----- RECORDS PROVIDED -----

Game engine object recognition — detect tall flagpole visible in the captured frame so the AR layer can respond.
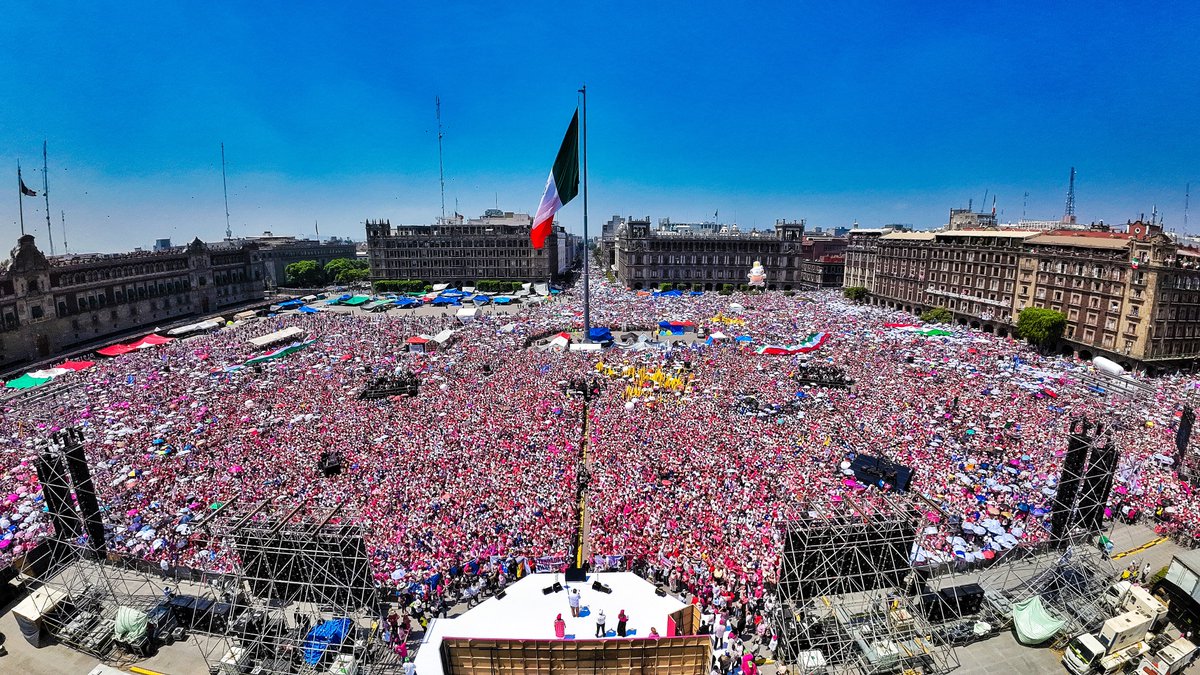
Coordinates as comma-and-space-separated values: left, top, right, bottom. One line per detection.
42, 141, 54, 256
580, 84, 592, 341
17, 160, 25, 237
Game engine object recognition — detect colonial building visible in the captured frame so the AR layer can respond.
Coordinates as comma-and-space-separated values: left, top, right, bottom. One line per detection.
0, 234, 264, 368
229, 232, 356, 286
799, 256, 846, 291
366, 209, 562, 286
874, 229, 1036, 331
613, 219, 804, 285
844, 227, 899, 288
846, 216, 1200, 370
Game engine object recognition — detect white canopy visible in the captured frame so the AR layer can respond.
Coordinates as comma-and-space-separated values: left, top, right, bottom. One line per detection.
167, 318, 224, 335
250, 325, 305, 348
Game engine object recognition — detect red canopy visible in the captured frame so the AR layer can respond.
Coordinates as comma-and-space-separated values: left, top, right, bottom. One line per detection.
130, 333, 173, 350
96, 345, 137, 357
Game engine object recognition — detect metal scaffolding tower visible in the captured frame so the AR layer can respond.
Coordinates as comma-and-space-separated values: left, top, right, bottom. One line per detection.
775, 488, 959, 674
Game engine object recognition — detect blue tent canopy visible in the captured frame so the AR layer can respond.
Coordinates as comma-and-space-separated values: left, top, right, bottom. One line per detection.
304, 619, 352, 665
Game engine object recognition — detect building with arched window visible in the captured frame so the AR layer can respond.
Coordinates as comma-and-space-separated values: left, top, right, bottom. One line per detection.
0, 234, 264, 368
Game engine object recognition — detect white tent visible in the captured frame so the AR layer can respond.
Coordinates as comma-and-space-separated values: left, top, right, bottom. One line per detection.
548, 333, 571, 352
167, 318, 224, 335
12, 586, 67, 647
250, 325, 305, 348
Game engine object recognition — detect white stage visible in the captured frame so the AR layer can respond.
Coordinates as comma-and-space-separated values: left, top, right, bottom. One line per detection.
416, 572, 686, 675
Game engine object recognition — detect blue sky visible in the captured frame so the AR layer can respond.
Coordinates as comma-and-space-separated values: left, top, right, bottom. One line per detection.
0, 1, 1200, 251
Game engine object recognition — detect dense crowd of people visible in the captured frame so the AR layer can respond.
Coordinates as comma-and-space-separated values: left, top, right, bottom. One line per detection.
0, 265, 1200, 658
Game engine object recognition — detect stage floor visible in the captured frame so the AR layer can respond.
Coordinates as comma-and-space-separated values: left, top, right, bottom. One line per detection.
416, 572, 685, 675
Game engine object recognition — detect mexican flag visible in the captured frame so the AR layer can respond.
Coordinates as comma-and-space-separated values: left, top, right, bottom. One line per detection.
529, 110, 580, 249
246, 340, 316, 365
755, 333, 829, 356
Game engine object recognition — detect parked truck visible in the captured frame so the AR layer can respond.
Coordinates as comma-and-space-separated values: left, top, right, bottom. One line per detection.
1138, 638, 1196, 675
1104, 581, 1168, 632
1062, 611, 1154, 675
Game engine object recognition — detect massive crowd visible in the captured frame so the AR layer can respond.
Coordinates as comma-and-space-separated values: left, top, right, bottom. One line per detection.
0, 264, 1200, 648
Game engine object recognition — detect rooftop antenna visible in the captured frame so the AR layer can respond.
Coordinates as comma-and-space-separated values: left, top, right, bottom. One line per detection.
1183, 183, 1192, 234
433, 96, 446, 219
42, 141, 54, 256
221, 143, 233, 239
1062, 167, 1075, 222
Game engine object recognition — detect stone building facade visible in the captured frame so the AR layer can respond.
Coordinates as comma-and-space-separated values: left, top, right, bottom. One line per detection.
0, 234, 264, 368
613, 219, 804, 285
366, 209, 562, 286
846, 221, 1200, 370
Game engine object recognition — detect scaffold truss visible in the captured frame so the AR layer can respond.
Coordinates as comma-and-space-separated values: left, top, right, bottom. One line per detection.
776, 489, 958, 674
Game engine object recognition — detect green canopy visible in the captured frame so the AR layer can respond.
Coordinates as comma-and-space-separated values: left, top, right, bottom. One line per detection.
113, 607, 146, 643
1013, 596, 1067, 645
4, 372, 50, 389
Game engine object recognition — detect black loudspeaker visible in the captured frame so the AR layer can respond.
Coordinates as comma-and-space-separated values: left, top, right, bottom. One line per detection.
938, 584, 983, 621
850, 455, 912, 492
36, 450, 83, 542
1050, 419, 1092, 540
66, 437, 108, 554
1175, 406, 1196, 468
1078, 441, 1117, 532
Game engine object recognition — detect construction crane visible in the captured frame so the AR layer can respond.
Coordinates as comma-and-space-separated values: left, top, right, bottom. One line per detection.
1062, 167, 1075, 223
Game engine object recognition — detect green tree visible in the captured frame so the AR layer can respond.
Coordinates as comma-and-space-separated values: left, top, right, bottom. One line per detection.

-----

**WHAT IS BEING ASKED**
Render as a numbered list the lines of the records above, starting with the line that contains "Game engine object recognition — detect construction" and running through the end of the records, both ends included; omit any blank lines.

**PROBLEM SOLUTION**
1. Game engine object recognition — detect construction crane visible in the captured frame so the AR layer can respond.
2. Coordinates as comma-and-space-separated values: left, top, right, bottom. One line per detection.
3. 1062, 167, 1075, 223
4. Game engine object recognition — detect green tree visible in the captured frame so the AR layer can respond.
5. Coordinates as comma-and-space-separated values: left, top, right, bottom. One line per detection.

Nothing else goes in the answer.